- _SELECTED TEXT_:

▽

In electrocompetence, the cells are prepared under conditions to remove all salt from the media. Typically they are washed multiple times in glycerol baths and frozen away for use. The cells are thawed, placed in a tube that has metal sides and salt-free DNA is added. An electrical pulse is applied that decays very quickly (a few milliamps for a few milliseconds), and this causes the cells to very quickly shake open and become leaky so the DNA can enter the cell. Electroporation, as it is called, has the advantage of not being so abusive to the bacteria, so typically, more bacteria containing DNA are recovered, (The efficiency is higher) which is important for many applications where you have a limited quantity of DNA to transform, or would like good representation of a library of DNA you are transforming. After transformation, the cells are grown for a short while, and plated on selective media to recover transformed bacteria.

I would like to discuss selection now too, briefly. When we transform, we have millions of cells in a small volume, and we add DNA. We need some way to separate the cells that recieved DNA from those that did not. If we just plated the transformation reaction, cells with and without DNA would both grow and the plate would be covered. (Just like the -pGLO picture on the regular LB plate. So, in order to do this, we usually have something on the DNA we are transforming that is necessary for survival of the bacteria. Often times this is an antibiotic resistance gene, and if we grow the bacteria with the antibiotic, such as ampicillin, only those bacteria that actually got the DNA (And the resistance gene) will grow. One can also use a gene that corrects a nutrition defect or something similar, but the idea is the same.

△

- _WORK INSTRUCTION_: Could you write out the passage on electroporation and bacterial selection in full, word for word?

- _DATA SHOWN_:
▽

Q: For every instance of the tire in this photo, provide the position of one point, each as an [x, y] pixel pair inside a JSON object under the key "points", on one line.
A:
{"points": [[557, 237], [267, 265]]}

△

- _SOLUTION TO THIS TASK_:
In electrocompetence, the cells are prepared under conditions to remove all salt from the media. Typically they are washed multiple times in glycerol baths and frozen away for use. The cells are thawed, placed in a tube that has metal sides and salt-free DNA is added. An electrical pulse is applied that decays very quickly (a few milliamps for a few milliseconds), and this causes the cells to very quickly shake open and become leaky so the DNA can enter the cell. Electroporation, as it is called, has the advantage of not being so abusive to the bacteria, so typically, more bacteria containing DNA are recovered, (The efficiency is higher) which is important for many applications where you have a limited quantity of DNA to transform, or would like good representation of a library of DNA you are transforming. After transformation, the cells are grown for a short while, and plated on selective media to recover transformed bacteria.

I would like to discuss selection now too, briefly. When we transform, we have millions of cells in a small volume, and we add DNA. We need some way to separate the cells that recieved DNA from those that did not. If we just plated the transformation reaction, cells with and without DNA would both grow and the plate would be covered. (Just like the -pGLO picture on the regular LB plate. So, in order to do this, we usually have something on the DNA we are transforming that is necessary for survival of the bacteria. Often times this is an antibiotic resistance gene, and if we grow the bacteria with the antibiotic, such as ampicillin, only those bacteria that actually got the DNA (And the resistance gene) will grow. One can also use a gene that corrects a nutrition defect or something similar, but the idea is the same.